[Extracted data entries]
============================================================

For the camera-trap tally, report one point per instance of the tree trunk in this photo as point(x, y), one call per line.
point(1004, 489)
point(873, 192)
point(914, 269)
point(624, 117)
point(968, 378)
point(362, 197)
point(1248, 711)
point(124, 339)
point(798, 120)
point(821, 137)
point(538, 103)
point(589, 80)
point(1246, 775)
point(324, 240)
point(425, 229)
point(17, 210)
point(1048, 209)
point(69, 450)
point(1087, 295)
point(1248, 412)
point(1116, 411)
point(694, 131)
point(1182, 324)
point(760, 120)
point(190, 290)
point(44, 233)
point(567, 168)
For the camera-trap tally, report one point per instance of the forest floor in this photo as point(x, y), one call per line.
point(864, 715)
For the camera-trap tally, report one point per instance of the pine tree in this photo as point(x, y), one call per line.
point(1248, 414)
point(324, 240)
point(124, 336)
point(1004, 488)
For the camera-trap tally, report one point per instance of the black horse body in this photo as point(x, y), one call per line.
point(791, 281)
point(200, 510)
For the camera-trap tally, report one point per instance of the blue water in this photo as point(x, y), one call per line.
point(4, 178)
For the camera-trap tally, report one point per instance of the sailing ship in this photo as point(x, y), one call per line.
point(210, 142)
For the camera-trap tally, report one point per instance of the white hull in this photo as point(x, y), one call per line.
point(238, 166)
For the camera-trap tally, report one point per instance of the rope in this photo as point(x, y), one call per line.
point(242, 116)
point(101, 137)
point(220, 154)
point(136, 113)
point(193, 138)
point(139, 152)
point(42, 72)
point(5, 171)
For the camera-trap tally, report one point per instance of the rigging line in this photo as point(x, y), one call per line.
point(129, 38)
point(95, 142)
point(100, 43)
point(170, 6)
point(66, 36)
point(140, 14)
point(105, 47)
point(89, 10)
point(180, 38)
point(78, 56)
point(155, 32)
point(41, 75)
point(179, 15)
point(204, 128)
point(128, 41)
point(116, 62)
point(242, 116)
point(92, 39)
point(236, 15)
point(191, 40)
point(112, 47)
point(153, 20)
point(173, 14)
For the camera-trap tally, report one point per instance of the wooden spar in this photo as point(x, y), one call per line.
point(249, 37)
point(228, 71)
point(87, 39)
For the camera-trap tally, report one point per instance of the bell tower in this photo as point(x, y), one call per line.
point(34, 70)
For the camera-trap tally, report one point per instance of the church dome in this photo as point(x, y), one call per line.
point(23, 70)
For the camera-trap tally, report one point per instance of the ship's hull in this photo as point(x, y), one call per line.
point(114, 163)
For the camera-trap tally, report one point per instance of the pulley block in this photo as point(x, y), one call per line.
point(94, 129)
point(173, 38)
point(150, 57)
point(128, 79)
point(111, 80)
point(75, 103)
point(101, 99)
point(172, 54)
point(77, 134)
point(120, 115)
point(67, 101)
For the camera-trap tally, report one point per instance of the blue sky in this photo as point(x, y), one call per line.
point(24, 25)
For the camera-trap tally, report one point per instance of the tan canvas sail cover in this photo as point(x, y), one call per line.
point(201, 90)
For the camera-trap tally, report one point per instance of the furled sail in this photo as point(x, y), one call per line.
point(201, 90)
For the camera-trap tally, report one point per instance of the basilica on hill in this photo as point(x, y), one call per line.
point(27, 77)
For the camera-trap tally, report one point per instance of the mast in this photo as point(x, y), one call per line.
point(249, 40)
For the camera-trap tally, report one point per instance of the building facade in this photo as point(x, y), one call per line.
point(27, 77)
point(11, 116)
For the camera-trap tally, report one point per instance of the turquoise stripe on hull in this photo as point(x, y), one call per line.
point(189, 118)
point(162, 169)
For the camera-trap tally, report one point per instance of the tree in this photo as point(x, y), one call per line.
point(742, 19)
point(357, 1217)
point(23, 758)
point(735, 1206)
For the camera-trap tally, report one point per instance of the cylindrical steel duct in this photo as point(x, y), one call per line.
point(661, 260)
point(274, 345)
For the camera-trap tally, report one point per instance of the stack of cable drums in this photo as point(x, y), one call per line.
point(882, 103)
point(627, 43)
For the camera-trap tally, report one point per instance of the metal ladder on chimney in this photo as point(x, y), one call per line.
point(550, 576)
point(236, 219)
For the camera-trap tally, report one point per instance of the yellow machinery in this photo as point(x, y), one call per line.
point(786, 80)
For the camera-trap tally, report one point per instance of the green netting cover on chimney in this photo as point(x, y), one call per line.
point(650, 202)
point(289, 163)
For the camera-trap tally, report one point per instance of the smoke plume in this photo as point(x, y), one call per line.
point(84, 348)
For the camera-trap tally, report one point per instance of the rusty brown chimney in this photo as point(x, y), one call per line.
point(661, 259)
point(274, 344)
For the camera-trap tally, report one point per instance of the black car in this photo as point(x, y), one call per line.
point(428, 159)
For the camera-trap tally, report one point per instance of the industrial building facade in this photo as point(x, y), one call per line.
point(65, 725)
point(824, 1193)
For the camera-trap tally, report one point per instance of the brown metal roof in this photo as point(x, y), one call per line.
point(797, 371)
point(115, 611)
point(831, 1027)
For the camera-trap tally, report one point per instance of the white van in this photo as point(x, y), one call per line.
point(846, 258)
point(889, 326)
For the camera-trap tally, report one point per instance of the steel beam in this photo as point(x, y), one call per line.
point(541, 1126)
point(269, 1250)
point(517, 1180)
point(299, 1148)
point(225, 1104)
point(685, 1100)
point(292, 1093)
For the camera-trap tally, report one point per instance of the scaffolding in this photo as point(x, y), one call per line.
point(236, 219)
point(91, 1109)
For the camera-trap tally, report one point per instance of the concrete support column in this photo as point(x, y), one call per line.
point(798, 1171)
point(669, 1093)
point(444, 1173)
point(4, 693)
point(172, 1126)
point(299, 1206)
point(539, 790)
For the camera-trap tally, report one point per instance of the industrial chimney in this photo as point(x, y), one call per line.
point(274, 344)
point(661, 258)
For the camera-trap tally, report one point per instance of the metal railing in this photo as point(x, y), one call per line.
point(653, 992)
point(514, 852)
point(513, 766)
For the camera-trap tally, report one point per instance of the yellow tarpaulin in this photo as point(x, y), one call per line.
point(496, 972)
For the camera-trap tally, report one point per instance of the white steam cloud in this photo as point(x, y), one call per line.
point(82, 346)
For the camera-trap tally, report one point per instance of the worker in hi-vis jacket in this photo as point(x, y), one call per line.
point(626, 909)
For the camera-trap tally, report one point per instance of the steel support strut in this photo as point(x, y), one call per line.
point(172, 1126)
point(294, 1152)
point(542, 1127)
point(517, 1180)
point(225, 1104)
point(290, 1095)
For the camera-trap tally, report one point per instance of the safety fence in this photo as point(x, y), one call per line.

============================================================

* _Task brief_
What is needed is an exact restatement of every record above.

* _Task answer_
For the camera-trap tally, report one point per instance of the tree trunk in this photo as point(x, y), one call per line.
point(1004, 489)
point(873, 192)
point(914, 269)
point(624, 117)
point(968, 378)
point(362, 197)
point(1248, 711)
point(124, 339)
point(798, 120)
point(821, 137)
point(538, 103)
point(589, 80)
point(1246, 775)
point(324, 240)
point(425, 229)
point(17, 210)
point(1048, 209)
point(69, 450)
point(1087, 295)
point(1248, 412)
point(1116, 411)
point(694, 131)
point(1182, 324)
point(760, 120)
point(190, 290)
point(44, 233)
point(567, 168)
For the camera-trap tally, report one point per instance of the forest floor in this photo as point(x, y), one call per line.
point(864, 715)
For the camera-trap tally, report one point per instance of the pine tree in this photo as point(x, y), one call per line.
point(1248, 414)
point(324, 240)
point(124, 336)
point(1004, 488)
For the camera-trap tally, report one point per instance of the black horse body in this photo as point(x, y), one call per line.
point(791, 281)
point(200, 510)
For the camera-trap tally, report one point per instance of the blue water in this photo as point(x, y), one call per line.
point(4, 178)
For the camera-trap tally, report one point per instance of the sailing ship in this photo as point(x, y), one call per line.
point(210, 142)
For the camera-trap tally, report one point per instance of the white hull in this photo as point(x, y), one call per line.
point(238, 166)
For the camera-trap tally, report one point per instance of the rope in this photo as point(x, y), one call per line.
point(242, 116)
point(101, 137)
point(220, 154)
point(136, 113)
point(193, 138)
point(139, 152)
point(42, 72)
point(5, 171)
For the camera-trap tally, report one point per instance of the rigging line in this photo as point(x, y), one call per line.
point(129, 38)
point(95, 142)
point(100, 43)
point(170, 6)
point(66, 36)
point(140, 14)
point(105, 47)
point(89, 10)
point(180, 38)
point(78, 56)
point(155, 32)
point(41, 75)
point(179, 15)
point(204, 128)
point(128, 41)
point(116, 62)
point(242, 116)
point(92, 39)
point(236, 15)
point(191, 40)
point(112, 47)
point(153, 20)
point(173, 14)
For the camera-trap tally, report one point per instance of the wooden spar in this photo as point(x, y), one call per line.
point(249, 37)
point(228, 71)
point(87, 39)
For the camera-trap tally, report one point per instance of the bell tower in this photo as point(x, y), one call per line.
point(34, 70)
For the camera-trap tally, report one point per instance of the church dome in this photo as point(x, y), one call per line.
point(23, 70)
For the camera-trap tally, report one point per instance of the ship's hull in this photo as point(x, y), one call per line.
point(114, 163)
For the camera-trap tally, report one point per instance of the pulley block in this photo as point(x, y), one call per line.
point(94, 129)
point(173, 38)
point(150, 57)
point(128, 79)
point(111, 80)
point(75, 103)
point(101, 99)
point(172, 54)
point(77, 134)
point(120, 115)
point(67, 101)
For the camera-trap tally, report one point per instance of the blue sky in this photo as point(x, y), one call per line.
point(24, 25)
For the camera-trap tally, report one point per instance of the tan canvas sail cover in this photo as point(x, y), one call per line.
point(201, 90)
For the camera-trap tally, report one point per instance of the furled sail in this photo as point(x, y), one call per line.
point(201, 90)
For the camera-trap tally, report one point per instance of the basilica on hill in this photo as point(x, y), one call per line.
point(27, 77)
For the camera-trap tally, report one point per instance of the mast in this photo as point(x, y), one call per line.
point(249, 40)
For the camera-trap tally, report one point per instance of the building facade in this photo as point(x, y), one call per line.
point(27, 77)
point(11, 116)
For the camera-trap tally, report one point per instance of the turquoise stripe on hull in this photo as point(x, y), one call per line.
point(189, 118)
point(162, 169)
For the camera-trap tally, report one point per instance of the tree in this photo as point(x, y), one call per line.
point(742, 19)
point(357, 1217)
point(23, 758)
point(735, 1206)
For the camera-trap tally, report one point per instance of the cylindrical steel duct in this photo as point(x, y), one call per line.
point(661, 260)
point(274, 345)
For the camera-trap tally, report one point per instance of the stack of cable drums in this photo as point(x, y), one call per line.
point(882, 103)
point(627, 43)
For the camera-trap tally, report one point per instance of the metal ladder on chimney in this photo as point(x, y), one call per line.
point(550, 576)
point(236, 219)
For the camera-trap tally, report one point per instance of the yellow machinery in this photo as point(x, y), one call per line.
point(786, 80)
For the camera-trap tally, report one point per instance of the green netting cover on chimney in this photo as point(x, y), one call per line.
point(650, 202)
point(289, 163)
For the camera-trap tally, report one point per instance of the smoke plume in this photo as point(x, y), one call per line.
point(84, 348)
For the camera-trap tally, report one point per instance of the rusty brown chimney in this photo as point(x, y), one call per line.
point(661, 259)
point(274, 344)
For the camera-trap tally, report one point per instance of the black car in this photo as point(x, y), one call per line.
point(428, 159)
For the camera-trap tally, report one point per instance of the industrial building facade in this photo as point(x, y), one call per line.
point(65, 725)
point(824, 1193)
For the camera-trap tally, report one point per instance of the brown metal roof in this photo as point(x, y), one call per line.
point(797, 371)
point(115, 611)
point(831, 1027)
For the camera-trap tally, report one point per instance of the white van in this photo as point(x, y), one call per line.
point(846, 258)
point(889, 326)
For the camera-trap tally, report one point per instance of the steel beam in this photo as point(x, y), one call per line.
point(541, 1126)
point(269, 1250)
point(517, 1180)
point(299, 1148)
point(225, 1104)
point(685, 1100)
point(292, 1093)
For the camera-trap tally, report one point per instance of the scaffolding in this photo as point(x, y), one call per line.
point(236, 219)
point(91, 1109)
For the camera-trap tally, report one point per instance of the concrete support column in this photo as point(x, y), one call per line.
point(798, 1171)
point(669, 1093)
point(444, 1173)
point(4, 693)
point(172, 1126)
point(299, 1206)
point(539, 790)
For the camera-trap tally, report one point per instance of the industrial chimney in this photo as point(x, y), one call per line.
point(274, 344)
point(661, 258)
For the camera-trap tally, report one point per instance of the metal railing in this photo as point(x, y), one call per line.
point(653, 992)
point(514, 852)
point(513, 766)
For the camera-trap tally, report one point per instance of the yellow tarpaulin in this photo as point(x, y), one call per line.
point(496, 972)
For the camera-trap tally, report one point per instance of the white steam cloud in this photo as point(x, y), one call per line.
point(82, 346)
For the camera-trap tally, report one point per instance of the worker in hi-vis jacket in this photo as point(x, y), one call per line.
point(626, 909)
For the camera-trap tally, report one point per instance of the steel support strut in this photo as point(x, y), one call per line.
point(172, 1126)
point(294, 1152)
point(542, 1127)
point(517, 1180)
point(225, 1104)
point(290, 1095)
For the camera-trap tally, report one point per instance of the safety fence in this photo as point(x, y), one call per line.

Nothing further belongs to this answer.